- Task goal: Quote the article on stream processing with Odysseus word for word, starting at "The other day" and ending at "the query regularly.".

- Selected excerpt:
--
The other day I learned about Odysseus, a framework to process data in real time. Truth to tell, I know little about the topic, but I consider it interesting enought to share it with you. Most of you are familiar with relational databases, SQL, O-R-mappers, transactions, the ACID principle and things like this. Working with streaming data is similar – and at the same time, it requires a major shift of mind. The more you look into it, the bigger the differences.
Consider the little weather radar gadget I embedded in the article1. Most people are interested in the current weather and the near future. So it doesn’t suffice to show a static radar. It should be updated regularly. To do this you could store the weather data in a traditional SQL database and run a query to display the current weather. Of course, you have to update the map regularly, so you have to repeat the query regularly.
While this is possible, there are dedicated systems to make that easier. Odysseus, for instance, is an open source solution for processing streaming data that comes complete with an editor and a framework both for selecting the current data and for visualizing it. The nice thing is that you don’t have to care about updating the visualization. It updates automatically when the data changes.
CQL: Adding the temporal dimension to SQL
CQL is only one of several query languages for data streams, but it may be interesting because it’s an extension of SQL. Basically, CQL query aren’t that different from SQL queries:
SELECT * FROM weather_station ws [RANGE 1 MINUTE]
The difference is that we add a window. In our example the window covers the last minute.
It’s also possible to convert a static relational database to a stream using
RSTREAM. For instance, to update the stream every five minute you add the
SELECT RSTREAM(ws.*) FROM weather_station ws [RANGE 1 MINUTE SLIDE 5 MINUTES]
Wrapping it up
Processing data streams in real time poses interesting challenges. It’s important to deliver the data in a predictable time. This kind of reliability is even more important than speed. It does no good to write an algorithm that provides your car’s engine sensor data that’s a minute old just because the garbage collector needed to “stop the world”.
Beyond traditional office applications there’s a host of other applications. Stream processing plays a crucial role in many everyday applications: controlling the power output of a wind farm, traffic control, online auctions, processing the sensor data of your car, just to name a few.
The weather gadget has been embedded with kind permission of Niederschlags.de.
- For the sake of correctness I should add that I don’t believe that the weather radar has been implemented with CQL. But it’s a nice example of a visualization of streaming data, and from a technical point of view, it probably could be implemented using CQL. ↩
--
- Dataset section:

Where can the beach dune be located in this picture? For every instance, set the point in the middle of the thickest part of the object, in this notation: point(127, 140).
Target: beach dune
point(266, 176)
--
- Correct answer:
The other day I learned about Odysseus, a framework to process data in real time. Truth to tell, I know little about the topic, but I consider it interesting enought to share it with you. Most of you are familiar with relational databases, SQL, O-R-mappers, transactions, the ACID principle and things like this. Working with streaming data is similar – and at the same time, it requires a major shift of mind. The more you look into it, the bigger the differences.
Consider the little weather radar gadget I embedded in the article1. Most people are interested in the current weather and the near future. So it doesn’t suffice to show a static radar. It should be updated regularly. To do this you could store the weather data in a traditional SQL database and run a query to display the current weather. Of course, you have to update the map regularly, so you have to repeat the query regularly.